» **Objectives**:
1. The passage on dogs' performance in the object choice task names the ways in which the Kraus et al. (2014) study differed from that of Mulcahy and Call (2009). List each one.
2. Carry on the passage about dogs' performance in the object choice task, starting after its final sentence.

» **Extract provided**:
# # # #
In the one study, to date, that has directly compared dogs’ performances with the two configurations of the OCT, Kraus et al. (2014) found that dogs performed above chance in both versions, but that performance was significantly lower in the central version of the task. Specifically, they found a success rate difference of 15% between the two conditions and they noted the similarity with Mulcahy and Call’s (2009) ape subjects whose performance in the two conditions differed by 17%. Kraus et al. (2014) therefore argued that their results provided support for the distraction hypothesis in dogs. Whilst Kraus et al. (2014) aimed to match their study design as closely as possible to that of Mulcahy and Call (2009), it differed in a number of ways, namely in the absence of test cages, the inter-object distances in the test set-up, and in the point type presented. With regard to the first of these differences, in Mulcahy and Call’s (2009) study, the apes were tested from within a test cage, thus imposing a barrier between the subject and the experimenter, and the subject and the containers. In Kraus et al’s (2014) study, dogs were not tested within test cages, a systematic cross-species confound in testing environment that Leavens et al. (2019) and Clark et al. (2019) note is prevalent in much of the comparative OCT literature. Clark and Leavens (2019) and Kirchhofer et al. (2012) found that the imposition of a barrier into an OCT protocol can have a detrimental effect on dogs’ performances.

With regard to the configuration of the test setup, the two studies differed in that Kraus et al. (2014) used a peripheral inter-object distance of 140 cm and a central inter-object distance of 45 cm, whereas Mulcahy and Call (2009) used distances of 250 cm and 60 cm, respectively. This is a difference of more than a metre in the peripheral version, an important factor to consider given previously mentioned findings that an increase in inter-object distance was associated with an increase in performance on the OCT (Clark et al. 2019).

Finally, Kraus et al. (2014) presented subjects with an ipsilateral momentary proximal point in both conditions, which involves presenting the pointing cue for three seconds before retracting the hand (as per Miklósi and Soproni 2006), with the distance between the experimenter’s finger and the container being around 20 cm in the central condition and 30 cm in the peripheral condition. In comparison, Mulcahy and Call (2009) used a cross-lateral dynamic pointing cue, which involves pointing across the body with the hand contralateral to the correct container and maintaining the position until the subject makes a choice. The distance between the experimenter’s finger and the container was approximately 100 cm in the peripheral condition (a distal point according to Miklósi and Soproni 2006) and 40 cm in the central condition (a proximal point). Miklósi and Soproni (2006) and Udell et al. (2013) have shown that the laterality, duration of presentation, and the finger-tip-to-container distance can all differentially affect performance on the OCT.
# # # #
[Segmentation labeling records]
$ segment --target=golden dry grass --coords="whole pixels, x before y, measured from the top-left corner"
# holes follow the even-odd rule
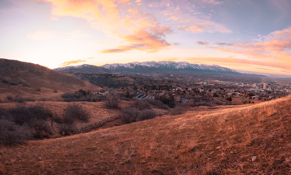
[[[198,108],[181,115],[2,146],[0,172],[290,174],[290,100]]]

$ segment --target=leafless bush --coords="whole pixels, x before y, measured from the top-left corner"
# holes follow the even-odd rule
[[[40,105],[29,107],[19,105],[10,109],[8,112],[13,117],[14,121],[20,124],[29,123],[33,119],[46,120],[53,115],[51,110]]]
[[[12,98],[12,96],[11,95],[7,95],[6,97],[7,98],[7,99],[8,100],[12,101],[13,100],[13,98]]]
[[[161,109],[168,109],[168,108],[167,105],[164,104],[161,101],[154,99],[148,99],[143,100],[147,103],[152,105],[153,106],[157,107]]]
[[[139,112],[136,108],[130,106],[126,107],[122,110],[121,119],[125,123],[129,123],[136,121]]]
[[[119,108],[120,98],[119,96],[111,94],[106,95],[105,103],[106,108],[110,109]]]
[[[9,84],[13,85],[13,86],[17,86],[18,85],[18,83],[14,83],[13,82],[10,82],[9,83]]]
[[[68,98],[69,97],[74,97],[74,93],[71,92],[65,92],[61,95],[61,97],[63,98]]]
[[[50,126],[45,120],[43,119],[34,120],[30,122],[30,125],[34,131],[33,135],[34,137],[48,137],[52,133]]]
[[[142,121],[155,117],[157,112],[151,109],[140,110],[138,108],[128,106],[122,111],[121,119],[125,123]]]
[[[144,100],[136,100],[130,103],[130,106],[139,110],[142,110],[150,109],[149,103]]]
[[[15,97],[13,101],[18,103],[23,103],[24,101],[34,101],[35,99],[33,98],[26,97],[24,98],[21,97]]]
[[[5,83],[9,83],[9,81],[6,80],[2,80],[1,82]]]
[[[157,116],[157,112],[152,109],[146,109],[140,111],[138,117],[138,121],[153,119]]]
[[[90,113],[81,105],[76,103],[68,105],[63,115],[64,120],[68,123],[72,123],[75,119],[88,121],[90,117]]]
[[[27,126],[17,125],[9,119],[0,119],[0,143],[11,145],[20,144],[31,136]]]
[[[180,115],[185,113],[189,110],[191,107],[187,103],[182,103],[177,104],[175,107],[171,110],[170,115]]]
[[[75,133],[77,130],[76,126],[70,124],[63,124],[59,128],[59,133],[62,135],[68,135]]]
# # # #
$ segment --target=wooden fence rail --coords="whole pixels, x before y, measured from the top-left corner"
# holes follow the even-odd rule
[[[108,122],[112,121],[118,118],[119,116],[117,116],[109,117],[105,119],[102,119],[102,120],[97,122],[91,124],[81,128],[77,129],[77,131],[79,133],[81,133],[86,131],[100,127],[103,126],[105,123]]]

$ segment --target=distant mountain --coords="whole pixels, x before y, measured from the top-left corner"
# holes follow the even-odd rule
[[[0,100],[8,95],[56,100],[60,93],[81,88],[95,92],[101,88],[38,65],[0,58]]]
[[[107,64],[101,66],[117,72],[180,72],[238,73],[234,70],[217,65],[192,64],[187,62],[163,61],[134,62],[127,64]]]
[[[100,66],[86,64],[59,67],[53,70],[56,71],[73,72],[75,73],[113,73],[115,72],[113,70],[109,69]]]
# # # #
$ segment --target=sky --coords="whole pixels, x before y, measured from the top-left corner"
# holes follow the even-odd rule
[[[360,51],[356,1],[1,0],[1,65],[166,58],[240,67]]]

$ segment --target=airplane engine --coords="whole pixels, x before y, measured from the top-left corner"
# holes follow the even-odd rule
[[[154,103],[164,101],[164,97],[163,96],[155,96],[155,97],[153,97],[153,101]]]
# # # #
» **Results of the tasks**:
1.
- The absence of test cages
- The inter-object distances in the test set-up
- The point type presented

2.
Given that the use of barriers in the testing environment in the form of cages, inter-object distance, and point type have all been shown to differentially affect an individual’s performance, direct comparison between Kraus et al.’s (2014) dogs and Mulcahy and Call’s (2009) apes is subject to the effects of a number of confounds in the test setups. In the current study, therefore, we aimed to replicate as closely as possible the testing conditions used by Mulcahy and Call (2009) with a sample of pet dogs, to investigate further whether differences in spatial configuration might affect the behavioural responses of dogs on the OCT, with the additional manipulation of the presence of a barrier between dogs and targets. We matched the spatial configuration and the point cue presented with those of Mulcahy and Call (2009), and half of the dogs were tested within a child’s playpen, designed to emulate a cage, following Clark and Leavens (2019). For control purposes, we also tested half of the dogs without the playpen. This would allow us to distinguish between the effects of the two manipulations: to ascertain the effects of the two configurations and effects of the imposition of the barrier. As such, the study used a 2 × 2 design, with configuration as a within-subjects variable and barrier as a between-subjects variable. We expect, following Mulcahy and Call’s (2009) and Kraus et al.’s (2014) findings, the dogs’ performance to be lower in the central version of the task than in the peripheral version, and that performance in both conditions will be lower in the presence of a barrier, in line with Clark and Leavens (2019) and Kirchofer et al. (2012).

Methods

Subjects

Twenty-six pet dogs (14 male, 12 female) took part in the study. Dogs ranged in age from four months to 12 years (M = 4.0 years, SD = 3.1) and comprised a variety of breeds (see Table 1 for individual subject and performance data). Dogs were recruited through advertisements placed on social media and face-to-face recruitment in a local park.

Table 1 Subject and performance data

None of the dogs had ever taken part in any studies before; however, given that all of the subjects were pets, and thus exposed to rich human interaction on a daily basis, it is likely that all subjects were somewhat familiar with pointing gestures. The extent of individual subjects’ familiarity with such cues or indeed with human interaction was a factor we were unable to control for. Subjects were tested individually by an unfamiliar experimenter, and testing took place in a local community hall. Subjects were randomly assigned to conditions prior to testing. Two dogs were excluded from the final analysis; one because she failed to complete testing due to being apparently highly anxious within the playpen, and the other because the video-recording of the test session was lost due to a technical error.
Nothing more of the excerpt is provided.